- [Texte à lire]:
Stephen Shore, sans titre, tiré de la série de photographies du livre "The Velvet years, 1965-67, Warhol’s Factory".
PORTRAIT DE L'ARTISTE À L'ÉPREUVE
DE SA REPRODUCTIBILITÉ TECHNIQUE
À New York, en 1965, un jeune photographe nommé Stephen Shore, alors inconnu, commence une série d’images sur l’artiste Andy Warhol, déjà une star quant à lui, figure emblématique du Pop Art. Durant deux ans, Shore va suivre Warhol et ses acolytes dans leur quotidien peu banal et témoigner de l’effervescence régnant à cette époque au sein de la célèbre Factory. Un livre de photographies, intitulé The Velvet Years, 1965-67, sera publié trente ans plus tard aux éditions Thunder’s Mouth Press. Voici la reproduction de la page n°166 de cet ouvrage.
Une reprographie en noir et blanc, format rectangulaire allongé, accompagnée d’une citation du photographe en guise de légende. La scène se déroule dans une galerie d’art new-yorkaise. Au premier plan, sur la gauche du cliché, cadré au niveau du bassin, Andy Warhol, debout, vêtu d’une veste en cuir, se retourne vers l’objectif de Stephen Shore. Il « nous » regarde donc mais à travers les verres obscurs d’une paire de lunettes de soleil. Fronçant les sourcils, on peut lire une expression bizarre sur son visage. « Andy me regarde, faisant une drôle de tête (…). Je ne sais pas ce que signifie cette expression », explique Shore en émettant néanmoins quelques suppositions : « Peut-être est-ce lié au fait de se trouver dans un quartier chic. Peut-être cela a-t-il quelque chose à voir avec le fait de photographier Duchamp. » Car Warhol est pris sur le vif en train de filmer deux personnages situés un peu plus loin dans la profondeur du champ. Au second plan, sur la droite de l’image, assis côte à côte sur un meuble blanc, visiblement décontractés, les pieds ballants, un verre en main, en pleine discussion, le marchand d’art Sam Green et, légèrement tronqué par la limite latérale du cadre, le vénérable Marcel Duchamp. Deux autres individus sont également dans la pièce, le corps en grande partie recouvert par celui de Warhol, laissant imaginer qu’il pourrait bien y avoir du monde et de l’animation hors-champ. Au pied de Green et Duchamp, une chaise vide est tournée vers nous, de trois-quarts.

- [Enregistrements]:
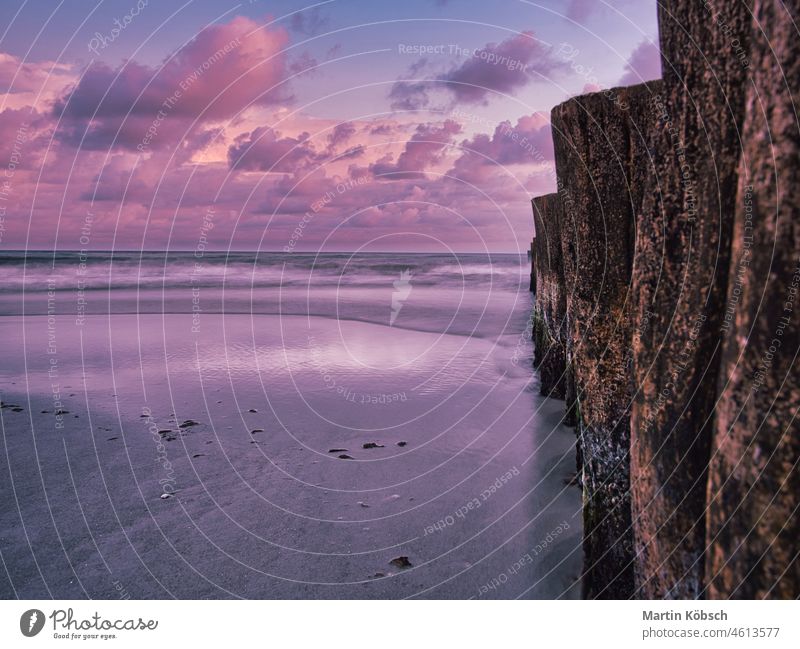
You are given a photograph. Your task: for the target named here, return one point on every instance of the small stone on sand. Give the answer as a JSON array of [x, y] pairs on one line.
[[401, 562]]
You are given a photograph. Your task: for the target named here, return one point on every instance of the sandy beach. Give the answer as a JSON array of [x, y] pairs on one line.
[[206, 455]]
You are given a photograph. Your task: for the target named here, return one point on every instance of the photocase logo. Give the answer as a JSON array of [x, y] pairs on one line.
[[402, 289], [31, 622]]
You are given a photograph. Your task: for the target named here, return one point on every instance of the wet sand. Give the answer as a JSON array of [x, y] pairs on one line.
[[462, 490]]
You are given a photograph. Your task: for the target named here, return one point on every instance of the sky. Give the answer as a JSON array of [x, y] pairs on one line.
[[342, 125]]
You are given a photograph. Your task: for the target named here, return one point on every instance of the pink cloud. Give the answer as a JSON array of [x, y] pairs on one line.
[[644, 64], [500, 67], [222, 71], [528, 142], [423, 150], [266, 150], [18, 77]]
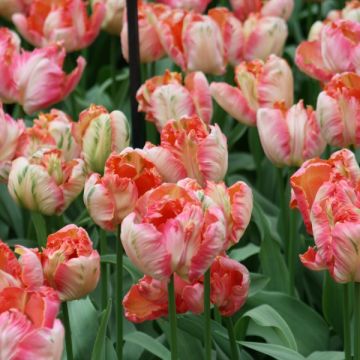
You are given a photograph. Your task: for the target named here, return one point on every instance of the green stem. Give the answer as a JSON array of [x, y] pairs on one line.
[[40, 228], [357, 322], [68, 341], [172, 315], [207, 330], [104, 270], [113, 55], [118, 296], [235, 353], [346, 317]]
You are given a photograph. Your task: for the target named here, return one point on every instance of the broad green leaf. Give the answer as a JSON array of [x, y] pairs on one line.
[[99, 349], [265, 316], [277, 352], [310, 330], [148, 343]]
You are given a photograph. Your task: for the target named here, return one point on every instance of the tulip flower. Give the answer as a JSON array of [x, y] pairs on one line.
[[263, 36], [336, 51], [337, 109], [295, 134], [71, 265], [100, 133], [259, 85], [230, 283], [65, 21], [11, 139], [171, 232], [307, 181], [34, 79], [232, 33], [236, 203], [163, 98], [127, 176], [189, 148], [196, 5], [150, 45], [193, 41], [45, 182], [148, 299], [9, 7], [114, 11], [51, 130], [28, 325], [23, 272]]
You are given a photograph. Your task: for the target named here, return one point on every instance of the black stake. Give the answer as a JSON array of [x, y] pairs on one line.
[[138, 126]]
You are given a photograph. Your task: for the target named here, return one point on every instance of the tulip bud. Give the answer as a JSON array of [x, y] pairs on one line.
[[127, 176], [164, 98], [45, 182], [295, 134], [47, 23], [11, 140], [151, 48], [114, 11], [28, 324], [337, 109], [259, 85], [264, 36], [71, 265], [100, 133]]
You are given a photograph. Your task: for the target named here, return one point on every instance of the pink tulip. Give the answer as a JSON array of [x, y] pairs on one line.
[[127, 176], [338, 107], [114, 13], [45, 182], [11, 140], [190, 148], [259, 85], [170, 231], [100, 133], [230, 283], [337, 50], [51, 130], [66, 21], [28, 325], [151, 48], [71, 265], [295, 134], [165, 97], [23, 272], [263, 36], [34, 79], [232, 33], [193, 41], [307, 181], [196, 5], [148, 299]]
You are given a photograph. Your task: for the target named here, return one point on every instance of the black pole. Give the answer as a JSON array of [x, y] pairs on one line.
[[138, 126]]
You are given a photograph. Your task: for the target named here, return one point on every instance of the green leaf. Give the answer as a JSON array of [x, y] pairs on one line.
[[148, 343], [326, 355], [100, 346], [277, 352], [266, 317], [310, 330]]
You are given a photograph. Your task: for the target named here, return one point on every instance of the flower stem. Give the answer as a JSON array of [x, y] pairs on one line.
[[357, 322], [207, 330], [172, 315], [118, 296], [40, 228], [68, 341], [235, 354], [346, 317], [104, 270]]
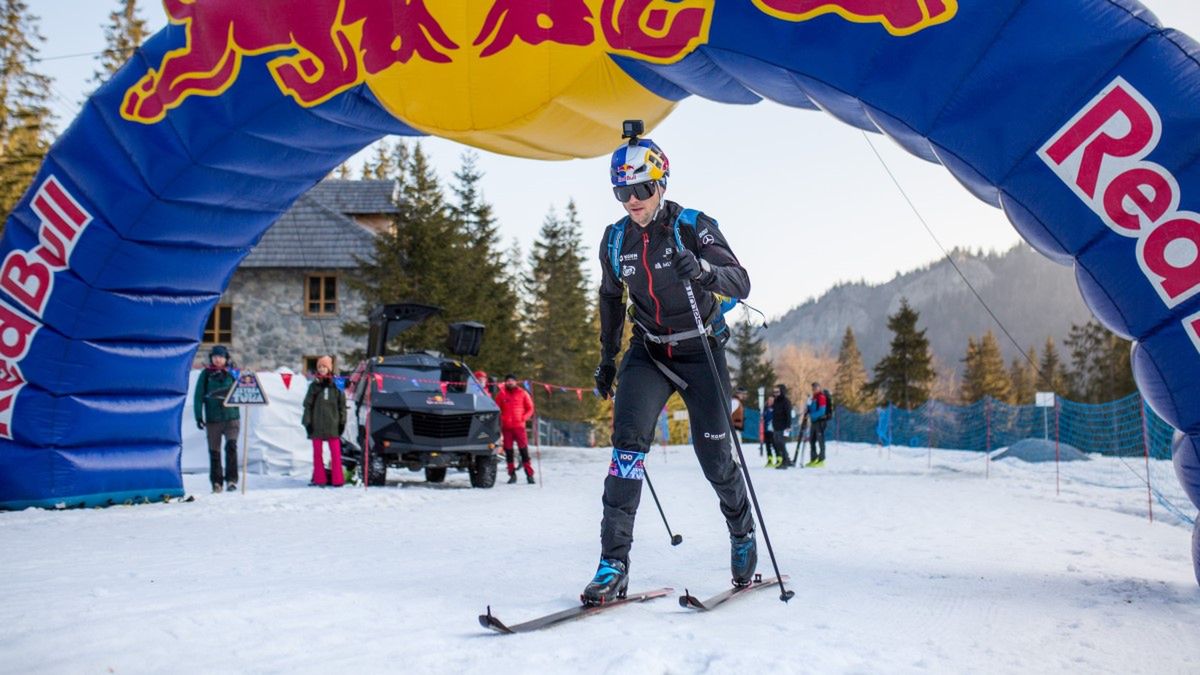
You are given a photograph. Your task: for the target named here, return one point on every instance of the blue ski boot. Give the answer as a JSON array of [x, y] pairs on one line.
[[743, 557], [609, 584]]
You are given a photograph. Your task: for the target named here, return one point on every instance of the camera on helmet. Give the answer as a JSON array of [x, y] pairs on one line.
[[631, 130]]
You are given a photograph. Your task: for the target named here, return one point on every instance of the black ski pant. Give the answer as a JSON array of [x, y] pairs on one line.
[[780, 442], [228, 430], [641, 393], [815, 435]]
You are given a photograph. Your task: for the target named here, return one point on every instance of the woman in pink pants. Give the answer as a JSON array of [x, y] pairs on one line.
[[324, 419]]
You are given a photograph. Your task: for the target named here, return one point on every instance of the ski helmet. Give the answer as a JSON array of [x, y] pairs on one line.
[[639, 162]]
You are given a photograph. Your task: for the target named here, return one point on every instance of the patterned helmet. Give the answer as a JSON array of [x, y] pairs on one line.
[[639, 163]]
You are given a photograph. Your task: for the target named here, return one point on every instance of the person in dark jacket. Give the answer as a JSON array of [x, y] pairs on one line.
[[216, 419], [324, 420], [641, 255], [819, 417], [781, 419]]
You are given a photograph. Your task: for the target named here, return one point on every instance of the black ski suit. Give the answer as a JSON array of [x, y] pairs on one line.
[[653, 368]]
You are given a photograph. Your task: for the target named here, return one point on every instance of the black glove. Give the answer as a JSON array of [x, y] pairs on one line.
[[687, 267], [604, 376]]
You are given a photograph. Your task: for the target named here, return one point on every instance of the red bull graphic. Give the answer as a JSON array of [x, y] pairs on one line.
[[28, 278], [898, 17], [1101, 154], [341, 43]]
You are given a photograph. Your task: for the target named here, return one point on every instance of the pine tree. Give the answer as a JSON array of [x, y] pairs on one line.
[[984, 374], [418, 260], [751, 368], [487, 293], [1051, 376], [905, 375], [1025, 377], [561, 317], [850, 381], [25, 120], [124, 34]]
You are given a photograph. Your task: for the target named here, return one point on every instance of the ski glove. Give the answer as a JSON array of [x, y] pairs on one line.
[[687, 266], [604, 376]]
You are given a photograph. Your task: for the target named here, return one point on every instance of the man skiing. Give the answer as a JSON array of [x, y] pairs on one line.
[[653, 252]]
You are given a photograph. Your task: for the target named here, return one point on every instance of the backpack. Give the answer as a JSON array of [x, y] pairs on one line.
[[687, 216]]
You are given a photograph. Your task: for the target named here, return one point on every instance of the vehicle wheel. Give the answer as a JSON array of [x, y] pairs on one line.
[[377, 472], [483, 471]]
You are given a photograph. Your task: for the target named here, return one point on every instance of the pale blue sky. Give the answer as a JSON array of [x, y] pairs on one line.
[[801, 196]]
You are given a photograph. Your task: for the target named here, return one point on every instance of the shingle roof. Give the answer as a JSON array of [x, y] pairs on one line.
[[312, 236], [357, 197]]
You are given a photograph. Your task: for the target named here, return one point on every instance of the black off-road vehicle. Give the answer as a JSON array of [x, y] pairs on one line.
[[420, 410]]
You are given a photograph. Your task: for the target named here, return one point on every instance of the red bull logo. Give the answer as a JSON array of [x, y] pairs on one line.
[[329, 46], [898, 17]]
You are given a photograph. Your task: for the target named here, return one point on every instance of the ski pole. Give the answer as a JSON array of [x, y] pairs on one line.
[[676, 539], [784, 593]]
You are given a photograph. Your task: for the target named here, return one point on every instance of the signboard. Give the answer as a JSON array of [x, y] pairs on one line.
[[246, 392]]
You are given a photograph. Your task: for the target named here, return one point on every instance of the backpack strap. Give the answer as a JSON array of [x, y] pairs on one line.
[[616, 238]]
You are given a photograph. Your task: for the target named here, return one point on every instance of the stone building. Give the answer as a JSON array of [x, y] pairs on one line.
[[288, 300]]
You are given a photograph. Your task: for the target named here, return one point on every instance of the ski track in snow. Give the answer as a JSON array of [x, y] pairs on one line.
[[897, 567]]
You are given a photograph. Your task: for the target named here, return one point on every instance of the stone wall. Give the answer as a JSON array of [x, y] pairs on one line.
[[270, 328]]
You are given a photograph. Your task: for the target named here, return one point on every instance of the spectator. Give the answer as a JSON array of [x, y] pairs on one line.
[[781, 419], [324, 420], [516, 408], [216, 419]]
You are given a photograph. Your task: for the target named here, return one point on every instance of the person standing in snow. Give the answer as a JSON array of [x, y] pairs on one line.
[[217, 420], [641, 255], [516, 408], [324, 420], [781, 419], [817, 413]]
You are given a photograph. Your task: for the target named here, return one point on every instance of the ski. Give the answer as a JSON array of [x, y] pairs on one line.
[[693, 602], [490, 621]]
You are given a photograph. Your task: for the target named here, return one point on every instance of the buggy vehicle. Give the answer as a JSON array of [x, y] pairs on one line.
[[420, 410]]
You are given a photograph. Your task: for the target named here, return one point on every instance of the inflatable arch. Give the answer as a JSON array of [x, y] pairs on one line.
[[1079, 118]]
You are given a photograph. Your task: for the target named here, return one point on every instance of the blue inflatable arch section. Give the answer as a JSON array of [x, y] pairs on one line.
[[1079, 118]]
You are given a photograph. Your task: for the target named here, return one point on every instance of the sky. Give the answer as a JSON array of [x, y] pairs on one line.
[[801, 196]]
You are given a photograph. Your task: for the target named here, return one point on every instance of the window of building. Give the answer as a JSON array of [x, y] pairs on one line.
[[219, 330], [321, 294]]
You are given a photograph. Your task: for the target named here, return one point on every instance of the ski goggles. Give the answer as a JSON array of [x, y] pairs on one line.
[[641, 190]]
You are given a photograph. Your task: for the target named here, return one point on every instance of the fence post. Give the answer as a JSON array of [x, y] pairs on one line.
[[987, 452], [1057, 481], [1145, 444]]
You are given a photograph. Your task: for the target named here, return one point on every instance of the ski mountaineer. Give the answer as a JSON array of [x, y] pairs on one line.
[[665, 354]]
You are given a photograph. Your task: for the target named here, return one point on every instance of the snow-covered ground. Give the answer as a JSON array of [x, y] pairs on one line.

- [Exercice à traiter]: Recopiez intégralement, sans rien modifier, le texte sur la photographie d'Andy Warhol prise par Stephen Shore.

- [Réponse attendue]:
Stephen Shore, sans titre, tiré de la série de photographies du livre "The Velvet years, 1965-67, Warhol’s Factory".
PORTRAIT DE L'ARTISTE À L'ÉPREUVE
DE SA REPRODUCTIBILITÉ TECHNIQUE
À New York, en 1965, un jeune photographe nommé Stephen Shore, alors inconnu, commence une série d’images sur l’artiste Andy Warhol, déjà une star quant à lui, figure emblématique du Pop Art. Durant deux ans, Shore va suivre Warhol et ses acolytes dans leur quotidien peu banal et témoigner de l’effervescence régnant à cette époque au sein de la célèbre Factory. Un livre de photographies, intitulé The Velvet Years, 1965-67, sera publié trente ans plus tard aux éditions Thunder’s Mouth Press. Voici la reproduction de la page n°166 de cet ouvrage.
Une reprographie en noir et blanc, format rectangulaire allongé, accompagnée d’une citation du photographe en guise de légende. La scène se déroule dans une galerie d’art new-yorkaise. Au premier plan, sur la gauche du cliché, cadré au niveau du bassin, Andy Warhol, debout, vêtu d’une veste en cuir, se retourne vers l’objectif de Stephen Shore. Il « nous » regarde donc mais à travers les verres obscurs d’une paire de lunettes de soleil. Fronçant les sourcils, on peut lire une expression bizarre sur son visage. « Andy me regarde, faisant une drôle de tête (…). Je ne sais pas ce que signifie cette expression », explique Shore en émettant néanmoins quelques suppositions : « Peut-être est-ce lié au fait de se trouver dans un quartier chic. Peut-être cela a-t-il quelque chose à voir avec le fait de photographier Duchamp. » Car Warhol est pris sur le vif en train de filmer deux personnages situés un peu plus loin dans la profondeur du champ. Au second plan, sur la droite de l’image, assis côte à côte sur un meuble blanc, visiblement décontractés, les pieds ballants, un verre en main, en pleine discussion, le marchand d’art Sam Green et, légèrement tronqué par la limite latérale du cadre, le vénérable Marcel Duchamp. Deux autres individus sont également dans la pièce, le corps en grande partie recouvert par celui de Warhol, laissant imaginer qu’il pourrait bien y avoir du monde et de l’animation hors-champ. Au pied de Green et Duchamp, une chaise vide est tournée vers nous, de trois-quarts.